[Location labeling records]
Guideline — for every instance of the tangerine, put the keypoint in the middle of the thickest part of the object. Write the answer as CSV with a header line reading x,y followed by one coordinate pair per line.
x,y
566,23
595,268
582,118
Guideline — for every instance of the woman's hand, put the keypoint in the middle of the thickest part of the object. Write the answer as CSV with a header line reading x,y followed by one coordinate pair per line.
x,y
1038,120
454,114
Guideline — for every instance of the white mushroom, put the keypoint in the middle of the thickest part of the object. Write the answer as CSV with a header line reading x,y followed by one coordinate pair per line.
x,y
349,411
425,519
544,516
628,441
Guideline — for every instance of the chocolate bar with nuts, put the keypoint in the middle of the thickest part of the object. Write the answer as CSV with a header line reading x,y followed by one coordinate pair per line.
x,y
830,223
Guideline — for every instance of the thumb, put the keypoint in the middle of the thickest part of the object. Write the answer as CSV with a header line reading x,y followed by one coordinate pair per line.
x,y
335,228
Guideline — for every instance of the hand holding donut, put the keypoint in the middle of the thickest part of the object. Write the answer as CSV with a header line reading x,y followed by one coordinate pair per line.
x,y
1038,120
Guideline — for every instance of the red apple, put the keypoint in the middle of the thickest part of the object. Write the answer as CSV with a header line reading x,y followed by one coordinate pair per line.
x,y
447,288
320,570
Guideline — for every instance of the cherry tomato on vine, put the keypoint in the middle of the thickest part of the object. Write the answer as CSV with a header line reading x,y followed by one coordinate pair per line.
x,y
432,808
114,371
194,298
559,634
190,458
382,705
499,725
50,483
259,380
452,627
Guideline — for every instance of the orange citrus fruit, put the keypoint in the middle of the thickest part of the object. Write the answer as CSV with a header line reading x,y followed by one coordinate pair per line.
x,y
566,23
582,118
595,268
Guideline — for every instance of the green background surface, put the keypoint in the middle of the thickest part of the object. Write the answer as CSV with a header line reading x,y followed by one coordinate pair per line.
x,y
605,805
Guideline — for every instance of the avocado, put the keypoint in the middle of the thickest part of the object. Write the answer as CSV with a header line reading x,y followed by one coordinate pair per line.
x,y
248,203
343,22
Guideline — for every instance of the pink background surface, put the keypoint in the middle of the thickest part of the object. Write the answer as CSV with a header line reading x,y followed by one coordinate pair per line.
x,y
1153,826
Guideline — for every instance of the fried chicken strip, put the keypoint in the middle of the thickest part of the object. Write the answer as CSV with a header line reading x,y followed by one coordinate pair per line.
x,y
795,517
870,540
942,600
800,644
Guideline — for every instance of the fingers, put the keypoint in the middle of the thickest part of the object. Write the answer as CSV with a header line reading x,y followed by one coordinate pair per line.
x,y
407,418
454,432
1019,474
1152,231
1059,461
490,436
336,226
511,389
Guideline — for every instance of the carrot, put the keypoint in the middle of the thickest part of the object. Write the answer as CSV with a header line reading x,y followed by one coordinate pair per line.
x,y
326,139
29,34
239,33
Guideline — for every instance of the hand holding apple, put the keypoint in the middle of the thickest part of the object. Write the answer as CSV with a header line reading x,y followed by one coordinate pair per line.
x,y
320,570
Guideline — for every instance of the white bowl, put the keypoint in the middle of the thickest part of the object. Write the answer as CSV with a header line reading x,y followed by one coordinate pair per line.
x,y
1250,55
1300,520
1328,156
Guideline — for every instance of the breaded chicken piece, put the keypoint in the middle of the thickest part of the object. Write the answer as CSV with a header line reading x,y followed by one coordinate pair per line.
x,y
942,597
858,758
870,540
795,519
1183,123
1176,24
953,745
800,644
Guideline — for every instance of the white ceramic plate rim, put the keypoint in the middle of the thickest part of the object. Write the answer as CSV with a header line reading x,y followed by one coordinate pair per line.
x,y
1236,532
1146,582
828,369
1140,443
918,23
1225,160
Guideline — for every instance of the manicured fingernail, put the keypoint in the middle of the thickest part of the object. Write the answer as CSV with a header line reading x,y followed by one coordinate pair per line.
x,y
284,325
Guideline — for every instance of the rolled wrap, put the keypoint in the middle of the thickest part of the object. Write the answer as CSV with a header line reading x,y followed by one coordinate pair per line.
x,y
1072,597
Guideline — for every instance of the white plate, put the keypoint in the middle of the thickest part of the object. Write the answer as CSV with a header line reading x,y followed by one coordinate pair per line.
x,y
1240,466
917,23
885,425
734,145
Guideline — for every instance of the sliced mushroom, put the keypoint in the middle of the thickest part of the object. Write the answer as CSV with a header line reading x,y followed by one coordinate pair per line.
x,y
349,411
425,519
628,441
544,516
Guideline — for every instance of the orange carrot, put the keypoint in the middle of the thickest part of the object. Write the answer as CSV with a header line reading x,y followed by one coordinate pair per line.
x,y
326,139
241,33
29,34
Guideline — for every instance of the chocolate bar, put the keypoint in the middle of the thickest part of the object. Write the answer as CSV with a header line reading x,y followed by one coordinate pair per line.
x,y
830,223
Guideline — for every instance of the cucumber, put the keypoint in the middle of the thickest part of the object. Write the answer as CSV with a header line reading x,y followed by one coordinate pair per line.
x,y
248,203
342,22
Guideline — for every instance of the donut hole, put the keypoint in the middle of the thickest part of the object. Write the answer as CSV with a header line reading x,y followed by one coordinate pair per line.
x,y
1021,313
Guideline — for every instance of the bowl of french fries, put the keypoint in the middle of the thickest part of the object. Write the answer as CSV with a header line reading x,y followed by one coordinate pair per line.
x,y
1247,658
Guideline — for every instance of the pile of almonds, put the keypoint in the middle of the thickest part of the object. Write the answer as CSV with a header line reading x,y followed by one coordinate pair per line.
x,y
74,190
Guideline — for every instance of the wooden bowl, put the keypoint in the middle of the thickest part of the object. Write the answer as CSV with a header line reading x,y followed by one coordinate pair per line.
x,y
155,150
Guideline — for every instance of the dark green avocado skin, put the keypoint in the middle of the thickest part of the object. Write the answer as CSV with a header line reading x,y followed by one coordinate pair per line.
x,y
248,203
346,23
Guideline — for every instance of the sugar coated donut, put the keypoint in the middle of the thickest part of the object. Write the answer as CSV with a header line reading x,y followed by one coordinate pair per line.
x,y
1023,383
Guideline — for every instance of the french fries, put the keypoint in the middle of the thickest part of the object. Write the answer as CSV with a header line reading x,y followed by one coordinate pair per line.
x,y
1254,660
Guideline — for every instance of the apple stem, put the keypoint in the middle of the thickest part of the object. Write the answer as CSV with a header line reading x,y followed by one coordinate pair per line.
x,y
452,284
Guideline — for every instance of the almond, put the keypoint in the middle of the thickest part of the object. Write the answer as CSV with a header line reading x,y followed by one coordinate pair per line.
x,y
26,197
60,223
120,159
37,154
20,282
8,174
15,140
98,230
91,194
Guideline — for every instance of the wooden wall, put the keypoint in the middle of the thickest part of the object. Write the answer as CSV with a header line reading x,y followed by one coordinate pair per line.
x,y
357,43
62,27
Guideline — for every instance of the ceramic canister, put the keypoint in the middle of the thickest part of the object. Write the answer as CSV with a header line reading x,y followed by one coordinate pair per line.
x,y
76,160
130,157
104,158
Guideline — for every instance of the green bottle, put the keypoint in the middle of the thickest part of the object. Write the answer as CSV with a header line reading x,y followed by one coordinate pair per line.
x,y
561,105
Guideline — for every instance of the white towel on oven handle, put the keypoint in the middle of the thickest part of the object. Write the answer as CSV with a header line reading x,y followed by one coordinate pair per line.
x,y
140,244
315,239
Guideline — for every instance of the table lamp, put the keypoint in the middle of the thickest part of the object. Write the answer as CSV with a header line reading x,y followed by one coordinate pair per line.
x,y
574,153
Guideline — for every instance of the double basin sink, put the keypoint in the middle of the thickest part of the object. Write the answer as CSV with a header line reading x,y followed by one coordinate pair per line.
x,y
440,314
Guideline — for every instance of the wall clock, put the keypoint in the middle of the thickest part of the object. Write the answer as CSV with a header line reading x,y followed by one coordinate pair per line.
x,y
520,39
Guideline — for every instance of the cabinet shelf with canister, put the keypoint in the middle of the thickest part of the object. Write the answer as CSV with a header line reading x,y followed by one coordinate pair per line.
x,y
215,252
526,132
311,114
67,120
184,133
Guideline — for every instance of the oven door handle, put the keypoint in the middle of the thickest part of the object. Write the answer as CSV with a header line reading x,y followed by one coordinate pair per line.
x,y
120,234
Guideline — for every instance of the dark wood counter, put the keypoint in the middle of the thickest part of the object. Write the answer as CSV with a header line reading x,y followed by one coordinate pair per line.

**Stated task**.
Return every line from the one holding "Guideline — for every instance of the white towel" through the end of the data, exactly as it appears, with both ends kept and nothing else.

**Full answer**.
Guideline — for every instance of the white towel on oven handle, put the keypoint in the middle of the thickest part of the object. Write the answer as CSV with a header line reading x,y followed by one coordinate pair per line.
x,y
140,244
315,239
Guideline — for every instance of the table lamp, put the keypoint in the middle of the thickest part of the object. Write the answer as CSV with a header line reading x,y followed by one coordinate pair per line.
x,y
574,153
Guideline — for every instance of the double basin sink, put the keypoint in the middle of the thickest part of the object. Write the answer as CSV with a header line reading x,y followed by one coordinate pair per line.
x,y
440,314
Guideline — for every instance of the wall clock, put the keypoint in the middle of the thickest part of the object. Write the answer as CSV with a header line reading x,y followed by one coordinate pair per line.
x,y
520,39
Guideline — for every instance of the cabinet shelf with canister, put the keypoint in the middle of the thickest part of the object. Write the answer as CSV with a header line reading x,y followed by one coordinate pair per line.
x,y
215,252
526,132
311,114
67,120
184,133
Guideline — for every instance of the oven door handle, put the keypoint in the middle of the thickest part of the object. Write the answer as CSV with a header line reading x,y followed by one coordinate pair per line.
x,y
120,234
Guideline — for every instance of the dark wood counter, put the keypoint in the middle of the thickest part of the object. Write the answer as CSV with a header line reading x,y followed by one coordinate pair per line.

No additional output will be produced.